- GIVEN INFORMATION
+===+

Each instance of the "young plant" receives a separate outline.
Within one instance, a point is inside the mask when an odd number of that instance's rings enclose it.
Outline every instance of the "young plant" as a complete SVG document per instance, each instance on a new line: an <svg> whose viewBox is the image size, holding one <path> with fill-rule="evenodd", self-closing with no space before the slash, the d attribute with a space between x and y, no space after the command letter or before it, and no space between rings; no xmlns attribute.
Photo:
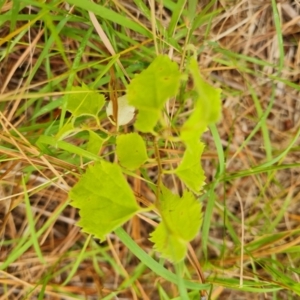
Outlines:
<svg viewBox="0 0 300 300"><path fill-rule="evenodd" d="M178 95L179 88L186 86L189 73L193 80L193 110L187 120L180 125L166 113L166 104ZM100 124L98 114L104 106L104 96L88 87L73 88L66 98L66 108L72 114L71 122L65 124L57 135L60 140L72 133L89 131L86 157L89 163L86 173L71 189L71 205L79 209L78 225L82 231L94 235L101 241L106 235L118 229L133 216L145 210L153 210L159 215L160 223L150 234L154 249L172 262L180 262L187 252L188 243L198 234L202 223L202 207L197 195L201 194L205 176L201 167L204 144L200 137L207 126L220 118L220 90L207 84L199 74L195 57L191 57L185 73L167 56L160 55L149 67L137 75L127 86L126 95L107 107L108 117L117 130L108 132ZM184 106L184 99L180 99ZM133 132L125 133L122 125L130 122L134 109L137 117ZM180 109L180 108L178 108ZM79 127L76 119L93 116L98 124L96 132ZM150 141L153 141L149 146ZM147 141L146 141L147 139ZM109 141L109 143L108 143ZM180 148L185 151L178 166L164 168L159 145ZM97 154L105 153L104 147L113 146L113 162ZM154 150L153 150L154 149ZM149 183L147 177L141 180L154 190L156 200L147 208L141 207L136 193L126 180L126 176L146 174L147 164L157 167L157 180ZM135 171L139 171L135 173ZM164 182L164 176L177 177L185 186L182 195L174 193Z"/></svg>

+===+

- ABOUT THIS EXERCISE
Every entry above should be written out again verbatim, with no pictures included.

- OUTPUT OF THE TASK
Each instance of the "young plant" receives a separate outline.
Within one instance, a point is inside the mask when an odd number of that instance's rings enclose it.
Outline every instance of the "young plant" as a complete SVG document per instance, each instance on a new line: an <svg> whose viewBox is the image size, holding one <path> with fill-rule="evenodd", self-closing with no space before the slash, the d attribute with a space between x and y, no space after the command letter or before it, and no space between rings; no xmlns attribute.
Photo:
Outlines:
<svg viewBox="0 0 300 300"><path fill-rule="evenodd" d="M178 95L179 88L186 86L189 73L193 80L193 110L187 120L180 125L166 113L166 104ZM100 124L98 114L104 106L104 96L88 87L73 88L66 98L66 108L72 114L71 122L65 124L57 135L60 140L72 133L89 131L86 157L89 163L86 173L71 189L71 205L79 209L78 225L82 231L94 235L101 241L106 235L118 229L133 216L145 210L153 210L159 215L160 223L150 234L154 249L172 262L180 262L187 252L188 243L198 234L202 223L202 207L197 195L201 194L205 176L201 167L204 144L200 137L207 126L220 118L220 90L207 84L199 74L195 57L191 57L185 73L167 56L160 55L149 67L137 75L127 86L126 95L107 107L108 117L117 130L108 132ZM184 106L184 99L180 99ZM133 132L125 133L122 125L130 122L134 109L137 117ZM180 109L180 108L178 108ZM79 127L76 119L93 116L98 124L96 132ZM150 141L153 141L149 146ZM147 141L146 141L147 139ZM109 141L109 143L108 143ZM180 148L185 151L178 166L164 168L159 145ZM97 154L105 153L104 147L113 146L113 162ZM154 150L153 150L154 149ZM149 183L147 177L141 180L154 190L156 200L147 208L141 207L136 193L126 180L126 176L146 174L147 164L157 167L157 180ZM135 171L139 171L135 173ZM164 182L164 176L177 177L185 186L182 195L174 193Z"/></svg>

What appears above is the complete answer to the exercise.